**EXTRACT PROVIDED**:
But if you shop around, you might find some that do. However, they will require your previous Driver and Insurance History.
As you can imagine, it’s much easier to source these documents while you’re still in your home country and let them be translated into English if necessary.
Having these documents on hand and being prepared can save you tons of time, headaches and money on your auto insurance premium.
Apply For Provincial Health Insurance
When I first arrived in Canada, I only had a temporary work permit, so I thought I wouldn’t be eligible for provincial health insurance. But that’s not the case. You can apply for it even if you plan to stay in Canada only temporarily as long as you do it at least six months before your work permit expires.
Each province has different rules, so double-check how you can apply.

**RECORDS PROVIDED**:
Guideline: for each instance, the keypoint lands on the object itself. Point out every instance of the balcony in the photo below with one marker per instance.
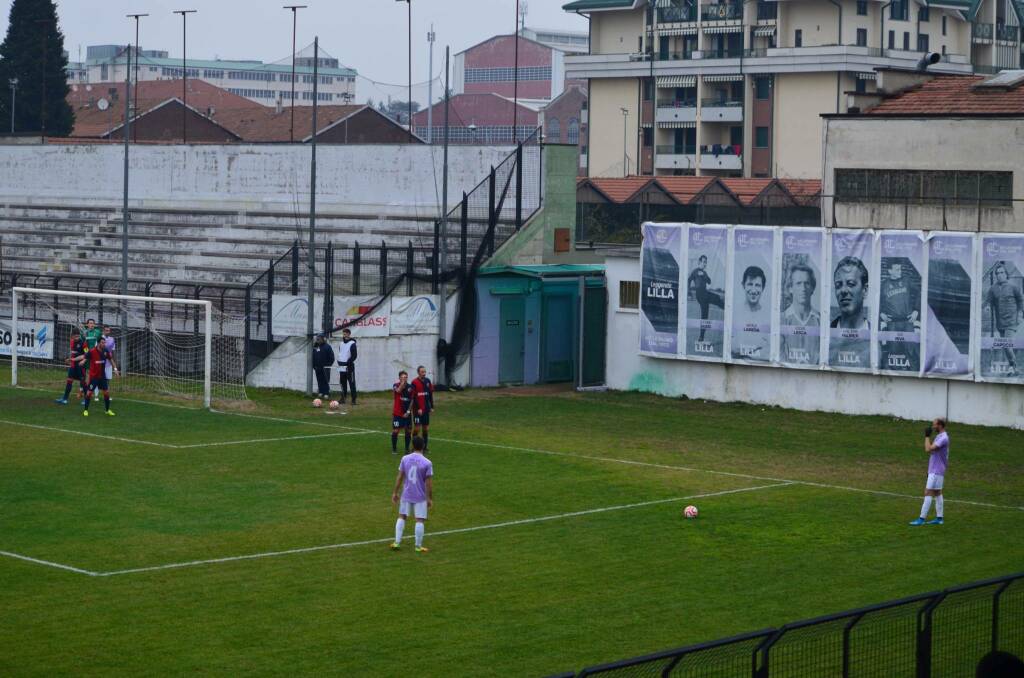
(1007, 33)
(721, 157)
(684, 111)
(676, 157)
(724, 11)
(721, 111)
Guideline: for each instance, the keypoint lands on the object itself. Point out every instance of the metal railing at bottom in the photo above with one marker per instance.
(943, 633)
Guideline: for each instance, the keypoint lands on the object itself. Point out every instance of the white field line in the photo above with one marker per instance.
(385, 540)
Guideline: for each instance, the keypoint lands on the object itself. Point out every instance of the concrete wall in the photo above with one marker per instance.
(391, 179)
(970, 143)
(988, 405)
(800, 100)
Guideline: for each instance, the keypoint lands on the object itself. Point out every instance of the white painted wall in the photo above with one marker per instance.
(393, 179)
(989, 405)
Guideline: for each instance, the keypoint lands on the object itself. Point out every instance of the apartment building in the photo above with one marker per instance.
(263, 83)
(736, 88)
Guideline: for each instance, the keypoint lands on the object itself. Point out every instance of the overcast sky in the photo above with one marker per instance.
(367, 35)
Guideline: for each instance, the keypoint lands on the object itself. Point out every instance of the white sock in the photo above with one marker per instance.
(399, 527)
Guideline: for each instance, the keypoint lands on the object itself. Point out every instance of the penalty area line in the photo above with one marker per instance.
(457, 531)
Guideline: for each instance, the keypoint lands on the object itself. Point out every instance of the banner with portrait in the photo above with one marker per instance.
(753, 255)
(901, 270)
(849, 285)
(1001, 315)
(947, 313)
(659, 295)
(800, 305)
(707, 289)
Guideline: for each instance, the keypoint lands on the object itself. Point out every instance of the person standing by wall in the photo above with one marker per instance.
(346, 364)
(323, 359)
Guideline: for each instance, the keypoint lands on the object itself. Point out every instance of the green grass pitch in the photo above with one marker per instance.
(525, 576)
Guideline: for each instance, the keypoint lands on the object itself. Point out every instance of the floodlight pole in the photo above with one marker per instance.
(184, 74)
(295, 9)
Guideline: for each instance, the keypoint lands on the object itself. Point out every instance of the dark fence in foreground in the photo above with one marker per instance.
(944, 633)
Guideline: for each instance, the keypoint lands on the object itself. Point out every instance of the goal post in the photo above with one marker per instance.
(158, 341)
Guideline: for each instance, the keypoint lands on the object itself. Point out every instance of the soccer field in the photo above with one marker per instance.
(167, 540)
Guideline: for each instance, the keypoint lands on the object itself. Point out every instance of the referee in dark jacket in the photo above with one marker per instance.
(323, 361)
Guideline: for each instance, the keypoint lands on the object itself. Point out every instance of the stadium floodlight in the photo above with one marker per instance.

**OBJECTIVE**:
Continue the passage on settling in Canada from its last sentence. The data is separate from the passage on settling in Canada.

**EXERCISE RESPONSE**:
Nonetheless, it’s a good idea to have travel insurance before you arrive in Canada. Having travel insurance is one of the requirements for a working holiday visa.
Final Word: Is It Worth Living in Vancouver?
If you want an exciting urban lifestyle combined with the great outdoors, Vancouver is an excellent choice. Vancouver frequently ranks highly as one of the world’s most livable cities, and rightly so.
It’s a stunningly beautiful place with lots of natural wonders and even more amazing food.
Although it can be expensive to live in Vancouver, there are plenty of great job opportunities and a diverse range of cultures to experience.